=== TASK DIRECTIONS ===
An exact copy of every record is required.

=== RECORDS FOR PROCESSING ===
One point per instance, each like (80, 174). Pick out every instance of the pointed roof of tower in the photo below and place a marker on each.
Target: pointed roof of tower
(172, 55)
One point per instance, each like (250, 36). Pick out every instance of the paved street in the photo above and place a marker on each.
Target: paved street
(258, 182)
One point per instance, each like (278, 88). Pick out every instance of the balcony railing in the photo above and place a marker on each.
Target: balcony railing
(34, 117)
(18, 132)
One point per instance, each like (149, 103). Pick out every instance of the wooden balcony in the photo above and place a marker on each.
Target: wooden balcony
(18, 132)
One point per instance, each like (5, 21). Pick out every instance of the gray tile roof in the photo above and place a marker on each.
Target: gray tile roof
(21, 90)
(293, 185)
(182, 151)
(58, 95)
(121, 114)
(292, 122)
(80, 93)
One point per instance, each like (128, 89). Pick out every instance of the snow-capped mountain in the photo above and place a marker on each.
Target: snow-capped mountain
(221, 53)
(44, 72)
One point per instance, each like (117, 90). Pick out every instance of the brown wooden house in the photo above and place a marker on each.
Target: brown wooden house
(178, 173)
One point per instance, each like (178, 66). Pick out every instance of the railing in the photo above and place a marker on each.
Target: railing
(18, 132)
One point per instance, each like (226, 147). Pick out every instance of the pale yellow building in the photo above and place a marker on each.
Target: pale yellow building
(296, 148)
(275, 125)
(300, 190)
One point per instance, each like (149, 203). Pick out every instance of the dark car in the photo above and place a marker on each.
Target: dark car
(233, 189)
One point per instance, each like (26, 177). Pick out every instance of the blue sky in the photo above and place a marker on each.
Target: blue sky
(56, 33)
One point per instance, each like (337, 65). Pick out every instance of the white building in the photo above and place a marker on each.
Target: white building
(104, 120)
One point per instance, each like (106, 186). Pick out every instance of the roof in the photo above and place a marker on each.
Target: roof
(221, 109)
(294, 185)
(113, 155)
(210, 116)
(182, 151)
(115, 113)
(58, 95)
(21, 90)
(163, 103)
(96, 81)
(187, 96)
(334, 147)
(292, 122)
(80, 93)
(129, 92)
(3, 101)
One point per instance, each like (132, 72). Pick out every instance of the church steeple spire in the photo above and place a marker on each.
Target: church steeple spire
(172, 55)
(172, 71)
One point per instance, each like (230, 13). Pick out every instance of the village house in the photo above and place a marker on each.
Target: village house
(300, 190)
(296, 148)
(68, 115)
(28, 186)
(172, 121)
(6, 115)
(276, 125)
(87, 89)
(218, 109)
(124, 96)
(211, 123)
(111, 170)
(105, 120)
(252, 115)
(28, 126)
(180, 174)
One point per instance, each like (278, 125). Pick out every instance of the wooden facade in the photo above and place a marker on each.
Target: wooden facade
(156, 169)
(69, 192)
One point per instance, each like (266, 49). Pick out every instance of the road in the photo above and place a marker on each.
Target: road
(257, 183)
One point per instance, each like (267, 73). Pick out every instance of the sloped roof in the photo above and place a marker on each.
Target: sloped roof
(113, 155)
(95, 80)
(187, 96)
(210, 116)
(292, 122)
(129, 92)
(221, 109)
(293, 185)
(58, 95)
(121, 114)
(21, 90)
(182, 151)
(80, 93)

=== RESULT ===
One point per instance, each like (80, 174). Pick out every instance of the pointed roof of tower in the photo below and place a marker on each.
Target: pointed roof of tower
(172, 55)
One point per instance, each like (250, 36). Pick out every instance of the paved street in the photo above and place a marker on each.
Target: paved street
(258, 182)
One point per instance, each like (278, 88). Pick out every instance of the balcony railing in the photo above and place a marker on each.
Target: balcony railing
(34, 117)
(18, 132)
One point per instance, each like (149, 103). Pick out every instance of the wooden balcony in the photo above and place a marker on each.
Target: wooden balcony
(18, 132)
One point per instance, each like (5, 21). Pick out every instance of the gray tile roof in the photo above and place a marker on each.
Target: gray tile roof
(21, 90)
(293, 185)
(182, 151)
(58, 95)
(121, 114)
(292, 122)
(80, 93)
One point per instance, each like (128, 89). Pick out every instance of the snow-capped mountain in the photo above and place a marker on each.
Target: snow-capped mountain
(221, 53)
(44, 72)
One point per instance, each like (117, 90). Pick out every instance of the brown wooden house in the photo above and place a marker on each.
Target: brown wooden house
(178, 173)
One point per instance, each like (178, 66). Pick out every instance of the railing in the photo above and place a marker on each.
Target: railing
(18, 132)
One point per instance, each like (226, 147). Pick out every instance of the pale yellow building in the photo above and place a marker on each.
Target: pale yellow building
(296, 148)
(275, 125)
(300, 190)
One point per instance, each like (149, 203). Pick out every instance of the dark car in the photo above and place a marker on each.
Target: dark car
(233, 189)
One point per instance, each like (26, 177). Pick out every instance of the blue sky in the photo above and place a marker on each.
Target: blue sky
(56, 33)
One point per instance, each like (337, 65). Pick out every instance of the white building in the photo above and place a marker on each.
Target: white building
(104, 120)
One point per instance, each like (106, 186). Pick out every instance of the roof in the photo above and place a marker on each.
Target: roof
(221, 109)
(294, 185)
(113, 155)
(210, 116)
(182, 151)
(115, 113)
(58, 95)
(21, 90)
(163, 103)
(96, 81)
(187, 96)
(334, 147)
(292, 122)
(80, 93)
(129, 92)
(3, 101)
One point per instance, each like (132, 72). Pick out every instance of the church steeple spire in the photo above and place a marker on each.
Target: church steeple spire
(172, 55)
(172, 71)
One point per instance, each like (230, 13). Pick out every instance of the village house in the photo above and place a marker on each.
Target: village house
(300, 190)
(296, 148)
(68, 115)
(28, 186)
(172, 121)
(6, 115)
(276, 125)
(87, 89)
(218, 109)
(124, 96)
(211, 123)
(111, 170)
(105, 120)
(252, 115)
(28, 126)
(180, 174)
One point per instance, each like (278, 125). Pick out every instance of the wooden facade in the photo above and place a marker on each.
Target: wooden facade
(156, 169)
(69, 192)
One point per instance, each like (266, 49). Pick out every instance of the road in the photo above and place a marker on each.
Target: road
(257, 183)
One point per instance, each like (267, 73). Pick out every instance of the sloped roof in the photo above and place a marker on each.
Target: sloped roof
(113, 155)
(95, 80)
(187, 96)
(210, 116)
(292, 122)
(129, 92)
(221, 109)
(293, 185)
(58, 95)
(121, 114)
(21, 90)
(182, 151)
(80, 93)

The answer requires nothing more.